_Reading passage:_
────

TikTok's Symphony AI Suite (Photo-Realistic Digital Avatars and Translation)

Also this week in AI: Meta Stopped from Training on EU/UK User Data, Google Deepmind Launches V2A Technology (+ How it Works), and Runway Launches Gen-3 Alpha.

Jun 21, 2024

As always, watch the video. I totally did not do a TikTok dance to get in the spirit. I repeat, I do… not…

#1: TikTok Launches Incredible Symphony AI Suite

TikTok has unveiled GenAI human realistic digital avatar for content creators, built on their newly announced Symphony Generative AI suite.

The digital avatars will come in two types: custom avatars or stock avatars. Custom avatars are designed to resemble a specific creator or brand spokesperson and can speak multiple languages, enabling accounts to reach foreign audiences while maintaining a consistent likeness. Stock avatars, on the other hand, are created using paid actors from various backgrounds, nationalities, and languages, allowing a business to add a human touch to their content.

There is a precedent for creators striving to retain their identities while entering new language markets, and TikTok now enables this by providing multi-language support through a feature called Symphony AI Dubbing. This global translation tool automatically detects the language in a video, transcribes, and translates the content to create a dubbed video in the preferred language, allowing creators and brands to communicate with global audiences more effectively.

The new TikTok symphony suite also launched a creative AI assistant that helps users to brainstorm, identify trends, and come up with new content throughout their creative journey. It also includes a video generation tool that can create short clips from an existing assets or product URLs.

This launch follows TikTok's recent revelation that 61% of users have made a purchase either directly on TikTok or after seeing an ad.

My Initial Thoughts: This latest development from TikTok may raise concerns for some, and I acknowledge these concerns for several reasons, including the challenge of distinguishing between AI-generated and real content.

If you all remember the Hollywood actor strike last year highlighting various concerns about AI, particularly the fear of unauthorized use of their likenesses, it’s related here. TikTok's approach with its new AI avatars actually acknowledges that concern and gives creators control over the use of their likenesses. Creators can set their rates, licensing terms, and permissions for avatar use, providing a deeper level of control and protection in this evolving landscape of AI-generated content.

What is particularly interesting to me though, is that it’s really unclear what model this was built on and my gut feeling is this may be a proprietary model to TikTok, so, I don’t have a TikTok, but all your awesome dances might be fueling their Symphony model. Yay…?

────

_Source data:_
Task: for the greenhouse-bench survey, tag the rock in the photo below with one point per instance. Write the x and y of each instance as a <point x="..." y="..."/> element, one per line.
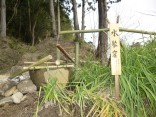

────

_Problem statement:_ In the TikTok Symphony article, what two types of digital avatars are described? The lines have nothing to do with the article about TikTok's Symphony suite.

_The reply:_ Custom avatars and stock avatars.